Material for this exercise:
"""
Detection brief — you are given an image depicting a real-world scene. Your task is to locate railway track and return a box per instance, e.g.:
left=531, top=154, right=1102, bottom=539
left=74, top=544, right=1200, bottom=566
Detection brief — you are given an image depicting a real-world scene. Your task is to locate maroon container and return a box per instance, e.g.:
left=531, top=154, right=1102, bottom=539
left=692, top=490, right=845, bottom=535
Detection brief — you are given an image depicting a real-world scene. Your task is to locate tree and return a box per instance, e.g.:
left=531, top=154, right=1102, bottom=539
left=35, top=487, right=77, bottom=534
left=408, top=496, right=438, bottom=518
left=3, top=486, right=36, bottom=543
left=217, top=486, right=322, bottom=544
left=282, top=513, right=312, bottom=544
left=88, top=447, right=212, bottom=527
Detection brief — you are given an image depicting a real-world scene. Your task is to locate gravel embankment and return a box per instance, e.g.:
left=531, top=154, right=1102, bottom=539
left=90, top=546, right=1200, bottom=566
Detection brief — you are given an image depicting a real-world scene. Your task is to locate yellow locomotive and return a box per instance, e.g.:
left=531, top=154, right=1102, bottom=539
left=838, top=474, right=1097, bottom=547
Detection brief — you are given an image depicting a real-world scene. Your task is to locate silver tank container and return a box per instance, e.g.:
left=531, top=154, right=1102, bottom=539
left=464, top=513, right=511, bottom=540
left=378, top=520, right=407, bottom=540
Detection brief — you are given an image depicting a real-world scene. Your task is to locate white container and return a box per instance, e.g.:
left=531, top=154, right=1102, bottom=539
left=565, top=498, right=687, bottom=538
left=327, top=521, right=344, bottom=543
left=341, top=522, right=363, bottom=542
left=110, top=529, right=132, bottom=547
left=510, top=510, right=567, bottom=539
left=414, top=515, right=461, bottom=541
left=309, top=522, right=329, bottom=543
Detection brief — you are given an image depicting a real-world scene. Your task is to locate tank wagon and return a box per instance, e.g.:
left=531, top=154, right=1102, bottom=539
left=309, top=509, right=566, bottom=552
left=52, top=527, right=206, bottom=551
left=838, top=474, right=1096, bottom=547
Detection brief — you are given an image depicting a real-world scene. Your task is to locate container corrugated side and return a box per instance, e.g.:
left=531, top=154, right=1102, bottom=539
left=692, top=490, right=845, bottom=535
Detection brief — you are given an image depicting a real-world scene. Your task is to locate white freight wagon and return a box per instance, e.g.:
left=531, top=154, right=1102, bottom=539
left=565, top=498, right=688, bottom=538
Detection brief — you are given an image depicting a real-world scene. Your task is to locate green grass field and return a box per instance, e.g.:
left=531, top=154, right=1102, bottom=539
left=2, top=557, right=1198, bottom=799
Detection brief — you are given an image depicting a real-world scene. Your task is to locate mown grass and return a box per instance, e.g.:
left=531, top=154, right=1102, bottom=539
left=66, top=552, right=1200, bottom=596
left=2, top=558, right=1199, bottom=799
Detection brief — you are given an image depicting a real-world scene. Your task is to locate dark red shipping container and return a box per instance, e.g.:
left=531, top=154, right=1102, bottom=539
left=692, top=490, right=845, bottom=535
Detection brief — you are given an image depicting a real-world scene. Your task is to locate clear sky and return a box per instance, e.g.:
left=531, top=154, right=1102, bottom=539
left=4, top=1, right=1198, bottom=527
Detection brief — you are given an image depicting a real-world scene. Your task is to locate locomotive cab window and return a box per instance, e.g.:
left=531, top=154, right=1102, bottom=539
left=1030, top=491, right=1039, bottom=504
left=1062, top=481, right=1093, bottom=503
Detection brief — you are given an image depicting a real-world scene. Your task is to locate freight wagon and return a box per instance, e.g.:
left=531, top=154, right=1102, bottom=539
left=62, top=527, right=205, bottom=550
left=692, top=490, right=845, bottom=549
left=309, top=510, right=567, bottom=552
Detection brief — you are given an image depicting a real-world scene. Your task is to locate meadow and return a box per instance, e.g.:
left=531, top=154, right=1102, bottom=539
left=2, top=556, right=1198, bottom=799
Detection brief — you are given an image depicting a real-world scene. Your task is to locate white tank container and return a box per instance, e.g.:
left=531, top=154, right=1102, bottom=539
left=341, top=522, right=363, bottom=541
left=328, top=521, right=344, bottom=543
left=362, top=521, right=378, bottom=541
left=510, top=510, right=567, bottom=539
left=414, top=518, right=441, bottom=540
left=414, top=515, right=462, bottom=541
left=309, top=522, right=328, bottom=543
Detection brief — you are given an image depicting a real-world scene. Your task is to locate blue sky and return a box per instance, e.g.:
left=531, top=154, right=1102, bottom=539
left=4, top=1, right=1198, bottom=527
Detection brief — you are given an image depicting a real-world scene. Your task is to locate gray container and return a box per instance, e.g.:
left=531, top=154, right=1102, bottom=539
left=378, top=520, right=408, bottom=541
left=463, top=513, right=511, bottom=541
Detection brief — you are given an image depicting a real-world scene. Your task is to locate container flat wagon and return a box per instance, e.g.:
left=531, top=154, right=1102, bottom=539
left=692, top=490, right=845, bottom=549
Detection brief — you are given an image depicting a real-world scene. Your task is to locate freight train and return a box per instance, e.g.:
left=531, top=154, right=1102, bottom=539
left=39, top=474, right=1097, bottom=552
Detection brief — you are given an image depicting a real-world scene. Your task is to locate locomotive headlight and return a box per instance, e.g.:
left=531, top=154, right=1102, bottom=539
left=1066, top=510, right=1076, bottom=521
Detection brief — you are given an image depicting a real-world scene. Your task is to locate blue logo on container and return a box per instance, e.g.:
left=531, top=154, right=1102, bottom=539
"""
Assigned task: Which lines of the records above hold the word "freight"? Copy each one out.

Solution for this task:
Detection brief — you are given an image depicting a real-world scene. Your task is to locate white freight wagon and return a box per instance, e.g.:
Detection brief — you are given an image depicting a real-world scene. Your task is to locate freight wagon and return a box per instance, e.g.:
Detection brief — you are given an image depicting a real-world scene. Your task is to locate freight train and return a box per instance, e.g.:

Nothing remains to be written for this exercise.